In the entries below, filter for the word "then" and copy every matching line.

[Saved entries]
■ ■ ■ ■ ■ ■ ■

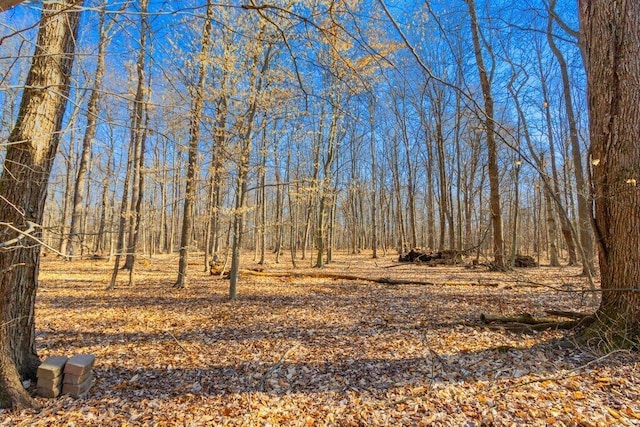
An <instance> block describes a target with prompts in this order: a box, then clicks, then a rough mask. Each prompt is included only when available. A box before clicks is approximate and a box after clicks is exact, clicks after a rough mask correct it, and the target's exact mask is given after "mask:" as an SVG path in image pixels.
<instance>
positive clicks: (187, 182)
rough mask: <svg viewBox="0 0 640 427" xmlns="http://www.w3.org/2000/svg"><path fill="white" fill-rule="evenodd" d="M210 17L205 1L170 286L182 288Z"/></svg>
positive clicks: (191, 220) (193, 195)
mask: <svg viewBox="0 0 640 427" xmlns="http://www.w3.org/2000/svg"><path fill="white" fill-rule="evenodd" d="M212 18H213V4H212V3H211V0H207V12H206V16H205V22H204V29H203V31H202V39H201V41H200V55H199V56H198V58H199V61H198V62H199V64H198V67H199V68H198V83H197V85H196V87H195V89H194V94H193V95H194V100H193V106H192V108H191V117H190V119H191V124H190V126H189V159H188V161H187V184H186V190H185V197H184V207H183V210H182V232H181V234H180V259H179V261H178V278H177V279H176V282H175V284H174V285H173V287H174V288H184V287H185V286H186V285H187V265H188V259H189V245H190V244H191V228H192V227H193V207H194V203H195V198H196V184H197V170H198V165H197V162H198V143H199V142H200V119H201V117H202V107H203V104H204V90H205V84H206V77H207V57H208V53H209V44H210V41H211V20H212Z"/></svg>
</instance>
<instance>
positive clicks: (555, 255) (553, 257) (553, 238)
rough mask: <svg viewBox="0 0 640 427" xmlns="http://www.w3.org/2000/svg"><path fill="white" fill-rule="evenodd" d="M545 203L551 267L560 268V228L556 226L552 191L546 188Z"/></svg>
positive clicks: (550, 264)
mask: <svg viewBox="0 0 640 427" xmlns="http://www.w3.org/2000/svg"><path fill="white" fill-rule="evenodd" d="M543 191H544V201H545V207H546V210H547V231H548V233H549V265H550V266H551V267H560V260H559V259H558V244H557V243H556V241H557V234H558V226H557V224H556V217H555V213H554V212H553V205H552V204H551V195H550V194H549V193H550V192H551V189H549V188H545V189H544V190H543Z"/></svg>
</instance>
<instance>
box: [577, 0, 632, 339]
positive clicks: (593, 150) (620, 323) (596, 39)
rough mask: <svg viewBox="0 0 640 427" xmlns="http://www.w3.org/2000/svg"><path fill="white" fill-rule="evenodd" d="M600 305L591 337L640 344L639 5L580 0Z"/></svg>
mask: <svg viewBox="0 0 640 427" xmlns="http://www.w3.org/2000/svg"><path fill="white" fill-rule="evenodd" d="M580 17H581V25H582V31H583V34H584V39H585V47H586V58H585V62H586V68H587V81H588V94H589V95H588V100H589V113H590V126H589V130H590V134H591V149H590V155H591V162H592V168H593V175H592V181H593V182H592V184H593V189H594V198H595V228H596V235H597V238H598V242H599V258H600V274H601V282H602V291H603V292H602V300H601V303H600V308H599V309H598V311H597V313H596V322H595V323H594V324H593V325H592V326H591V327H590V328H589V329H588V330H587V332H586V337H587V338H593V339H596V341H595V342H594V343H599V344H604V345H605V346H606V347H636V348H638V347H639V344H640V281H639V279H638V278H640V234H639V233H638V230H640V182H639V181H640V144H638V140H639V139H640V105H639V104H638V99H639V98H640V80H638V76H640V55H638V52H639V51H640V3H639V2H635V1H624V0H580Z"/></svg>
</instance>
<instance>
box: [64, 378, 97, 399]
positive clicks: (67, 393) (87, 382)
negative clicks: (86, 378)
mask: <svg viewBox="0 0 640 427" xmlns="http://www.w3.org/2000/svg"><path fill="white" fill-rule="evenodd" d="M92 385H93V372H89V376H88V377H87V379H86V380H84V382H83V383H81V384H63V385H62V394H68V395H70V396H71V397H76V398H79V397H80V398H81V397H85V396H86V395H87V392H88V391H89V389H90V388H91V386H92Z"/></svg>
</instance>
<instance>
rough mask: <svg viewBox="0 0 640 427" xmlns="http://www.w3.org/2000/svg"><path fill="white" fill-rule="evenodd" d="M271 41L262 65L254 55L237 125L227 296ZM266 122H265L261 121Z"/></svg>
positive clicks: (233, 271) (235, 278) (262, 58)
mask: <svg viewBox="0 0 640 427" xmlns="http://www.w3.org/2000/svg"><path fill="white" fill-rule="evenodd" d="M272 48H273V46H272V45H269V46H268V47H267V48H266V49H265V51H264V57H263V58H262V66H261V67H259V65H260V64H259V62H258V61H259V59H260V58H259V54H258V53H256V54H255V55H254V57H253V68H252V76H251V82H250V84H249V90H248V93H249V105H248V108H247V111H246V113H245V114H244V115H243V116H242V118H241V122H240V124H239V126H238V127H239V129H241V130H242V135H241V137H240V138H241V140H240V161H239V163H238V178H237V181H236V182H237V192H236V203H235V210H234V216H233V244H232V247H231V269H230V270H229V300H234V299H236V295H237V287H238V272H239V271H240V250H241V249H242V237H243V236H242V235H243V233H244V206H245V198H246V195H247V177H248V175H249V160H250V156H251V136H252V134H253V125H254V123H253V122H254V120H255V116H256V112H257V110H258V104H259V98H260V95H261V93H262V86H263V83H264V81H263V78H264V76H265V73H266V72H267V70H268V68H269V62H270V60H271V52H272ZM263 126H266V123H264V124H263Z"/></svg>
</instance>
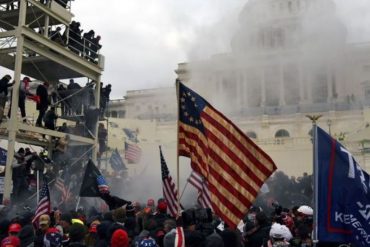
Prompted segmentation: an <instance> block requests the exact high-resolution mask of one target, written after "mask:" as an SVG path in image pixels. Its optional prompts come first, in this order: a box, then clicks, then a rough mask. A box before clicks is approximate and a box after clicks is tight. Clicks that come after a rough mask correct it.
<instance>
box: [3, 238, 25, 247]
mask: <svg viewBox="0 0 370 247" xmlns="http://www.w3.org/2000/svg"><path fill="white" fill-rule="evenodd" d="M7 246H9V247H20V246H21V241H20V240H19V238H18V237H15V236H9V237H6V238H4V239H3V240H2V241H1V247H7Z"/></svg>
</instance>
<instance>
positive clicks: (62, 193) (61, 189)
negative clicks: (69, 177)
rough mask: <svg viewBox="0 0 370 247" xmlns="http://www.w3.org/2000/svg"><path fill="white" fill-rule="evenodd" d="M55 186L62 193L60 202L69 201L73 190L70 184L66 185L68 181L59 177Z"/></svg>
mask: <svg viewBox="0 0 370 247" xmlns="http://www.w3.org/2000/svg"><path fill="white" fill-rule="evenodd" d="M55 187H56V188H57V189H58V190H59V191H60V193H61V198H60V203H59V205H60V204H62V203H64V202H66V201H68V200H69V199H70V197H71V191H70V188H69V186H66V181H65V180H64V179H63V178H61V177H57V178H56V180H55Z"/></svg>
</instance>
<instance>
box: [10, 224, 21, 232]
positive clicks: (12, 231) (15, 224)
mask: <svg viewBox="0 0 370 247" xmlns="http://www.w3.org/2000/svg"><path fill="white" fill-rule="evenodd" d="M21 229H22V226H21V225H20V224H18V223H13V224H11V225H10V226H9V230H8V233H13V232H14V233H18V232H20V231H21Z"/></svg>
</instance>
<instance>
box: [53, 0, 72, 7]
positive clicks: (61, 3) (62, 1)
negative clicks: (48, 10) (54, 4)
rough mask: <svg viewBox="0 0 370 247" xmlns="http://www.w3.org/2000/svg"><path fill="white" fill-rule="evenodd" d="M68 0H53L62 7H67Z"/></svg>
mask: <svg viewBox="0 0 370 247" xmlns="http://www.w3.org/2000/svg"><path fill="white" fill-rule="evenodd" d="M69 1H70V0H55V2H57V3H58V4H59V5H60V6H62V7H63V8H67V6H68V2H69Z"/></svg>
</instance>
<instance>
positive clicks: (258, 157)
mask: <svg viewBox="0 0 370 247" xmlns="http://www.w3.org/2000/svg"><path fill="white" fill-rule="evenodd" d="M178 132H179V133H178V135H179V140H178V141H179V154H180V155H182V156H186V157H189V158H190V159H191V166H192V169H193V170H194V171H196V172H197V173H199V174H201V175H202V177H204V178H205V180H206V181H207V182H208V188H209V191H210V194H211V203H212V208H213V210H214V212H215V213H216V215H218V216H219V217H220V218H221V219H223V220H224V221H225V222H226V223H227V224H228V225H229V226H231V227H234V228H235V227H236V226H237V224H238V223H239V221H240V219H242V218H243V217H244V215H245V213H246V212H247V211H248V209H249V207H250V206H251V204H252V202H253V201H254V199H255V198H256V196H257V194H258V191H259V189H260V187H261V186H262V184H263V183H264V181H265V180H266V179H267V178H268V177H269V176H270V175H271V174H272V173H273V172H274V171H275V170H276V166H275V164H274V162H273V161H272V159H271V158H270V157H269V156H268V155H267V154H266V153H265V152H263V151H262V150H261V149H260V148H259V147H258V146H257V145H255V144H254V143H253V142H252V140H250V139H249V138H248V137H247V136H246V135H245V134H244V133H243V132H242V131H241V130H240V129H239V128H238V127H236V126H235V124H233V123H232V122H231V121H230V120H229V119H227V118H226V117H225V116H224V115H223V114H222V113H220V112H219V111H217V110H216V109H215V108H213V107H212V106H211V105H210V104H209V103H208V102H207V101H206V100H204V99H203V98H202V97H201V96H199V95H198V94H197V93H195V92H194V91H192V90H191V89H189V88H187V87H186V86H184V85H183V84H182V83H179V129H178Z"/></svg>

■ ■ ■ ■ ■ ■ ■

▶ [PROBLEM SOLUTION]
An <instance> block describes a target with prompts in this order: a box, then clicks, then a rough mask. Each prompt is included only when available. A box before clicks is approximate and a box after clicks is exact, clicks after a rough mask correct it, and the target's exact mask is given after "mask:" as an SVG path in image pixels.
Prompted segmentation: an <instance> block requests the exact high-resolution mask of one target, written after "mask:" as an SVG path in image pixels. Its optional prompts come first, in this order: a box, then clicks, then a rough mask. A box before clicks is approximate and a box after clicks is tight. Clicks that come after a rough mask correct it.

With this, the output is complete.